READING TEXT.
________________________________________

The education outcomes are constructed from the IPUMS variable higraded. I first calculate completed years of schooling for each individual using higraded and then use years of schooling to compute cohort averages. Labor market outcomes are constructed from the variables empstat, wkswork2, and incwage. Employment is defined as empstat equal to 1. The variable wkswork2 is intervalled, so I use the midpoint of each interval to calculate a continuous measure of weeks worked. The weeks worked measure is constructed conditional on empstat equal to 1. The weekly wage rate is calculated by dividing incwage by the constructed weeks worked variable, conditional on at least 40 weeks worked. Finally, age at first marriage is calculated from agemarr, conditional on marst indicating a woman was married, and the number of children ever born is calculated using chborn.

________________________________________

TASKS TO PERFORM.
**1.** In the text about constructing outcome variables, how is employment defined?
**2.** Echo the records, starting at the line that contains "Query: chain-link fence" and continuing through the end of the records.
The text and the records were taken from different sources.

________________________________________

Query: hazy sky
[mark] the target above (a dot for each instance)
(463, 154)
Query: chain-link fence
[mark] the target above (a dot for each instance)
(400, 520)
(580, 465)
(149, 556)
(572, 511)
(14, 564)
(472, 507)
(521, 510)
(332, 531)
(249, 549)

________________________________________

EXPECTED RESULTS.
**1.** Employment is defined as empstat equal to 1.

**2.**
Query: chain-link fence
[mark] the target above (a dot for each instance)
(400, 520)
(580, 465)
(149, 556)
(572, 511)
(14, 564)
(472, 507)
(521, 510)
(332, 531)
(249, 549)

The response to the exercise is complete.